Problem details:
Each record is to be reproduced verbatim.

[Extracted data entries]
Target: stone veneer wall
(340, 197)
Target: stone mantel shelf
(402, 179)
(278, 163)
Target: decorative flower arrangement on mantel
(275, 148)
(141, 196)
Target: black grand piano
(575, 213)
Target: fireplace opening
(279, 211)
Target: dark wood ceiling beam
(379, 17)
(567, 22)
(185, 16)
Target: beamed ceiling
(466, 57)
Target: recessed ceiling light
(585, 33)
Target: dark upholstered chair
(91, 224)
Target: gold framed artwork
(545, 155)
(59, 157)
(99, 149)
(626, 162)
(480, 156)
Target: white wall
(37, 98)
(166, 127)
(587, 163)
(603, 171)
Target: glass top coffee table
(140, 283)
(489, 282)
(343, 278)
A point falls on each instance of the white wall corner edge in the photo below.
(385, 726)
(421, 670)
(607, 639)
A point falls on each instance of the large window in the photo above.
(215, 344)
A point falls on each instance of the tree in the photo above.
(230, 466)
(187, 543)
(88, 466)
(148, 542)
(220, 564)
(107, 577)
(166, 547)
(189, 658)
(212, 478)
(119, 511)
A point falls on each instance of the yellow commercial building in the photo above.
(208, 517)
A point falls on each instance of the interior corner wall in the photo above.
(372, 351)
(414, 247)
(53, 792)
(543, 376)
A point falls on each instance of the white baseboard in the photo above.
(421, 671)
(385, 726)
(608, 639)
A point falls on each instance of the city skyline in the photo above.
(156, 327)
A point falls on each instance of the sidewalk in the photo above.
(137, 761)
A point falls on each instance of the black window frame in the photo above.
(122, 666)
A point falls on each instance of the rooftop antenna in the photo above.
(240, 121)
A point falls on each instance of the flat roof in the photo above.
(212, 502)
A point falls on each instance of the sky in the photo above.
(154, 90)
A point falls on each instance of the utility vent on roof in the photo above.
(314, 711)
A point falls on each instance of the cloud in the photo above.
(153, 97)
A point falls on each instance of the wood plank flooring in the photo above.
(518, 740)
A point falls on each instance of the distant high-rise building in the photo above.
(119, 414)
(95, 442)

Task result:
Target: stone veneer wall
(340, 197)
Target: stone mantel shelf
(402, 179)
(278, 163)
Target: decorative flower arrangement on mantel
(275, 148)
(141, 196)
Target: black grand piano
(575, 213)
Target: fireplace opening
(279, 211)
Target: dark wood ceiling beam
(379, 17)
(567, 22)
(185, 16)
Target: beamed ceiling
(466, 57)
Target: recessed ceiling light
(585, 33)
Target: dark upholstered chair
(91, 224)
Target: gold framed artwork
(545, 155)
(59, 157)
(99, 149)
(626, 162)
(480, 156)
Target: white wall
(37, 98)
(166, 127)
(587, 163)
(603, 171)
Target: glass top coffee table
(140, 283)
(489, 282)
(343, 278)
A point falls on each instance of the white wall corner edge in the photo below.
(385, 726)
(421, 670)
(607, 639)
A point falls on each instance of the large window in the photo above.
(215, 344)
A point falls on each instance of the tree in the photo above.
(230, 466)
(187, 543)
(88, 466)
(148, 542)
(220, 564)
(107, 577)
(166, 547)
(189, 658)
(212, 478)
(119, 511)
A point falls on each instance of the yellow commercial building in the photo above.
(208, 517)
A point falls on each instance of the interior corner wall in the photo above.
(372, 351)
(414, 247)
(53, 792)
(543, 376)
A point falls on each instance of the white baseboard in the photo above.
(421, 671)
(385, 726)
(608, 639)
A point falls on each instance of the city skyline in the photo above.
(156, 327)
A point falls on each instance of the sidewalk in the photo above.
(137, 761)
A point falls on each instance of the black window frame in the photo above.
(122, 666)
A point falls on each instance of the rooftop antenna in the photo above.
(240, 121)
A point falls on each instance of the flat roof in the photo above.
(212, 502)
A point falls on each instance of the sky in the photo above.
(154, 90)
A point falls on each instance of the utility vent on roof in the photo above.
(314, 711)
A point falls on each instance of the cloud in the photo above.
(153, 97)
A point falls on each instance of the wood plank flooring in the photo above.
(518, 740)
A point falls on each instance of the distant high-rise building in the photo above.
(119, 414)
(95, 442)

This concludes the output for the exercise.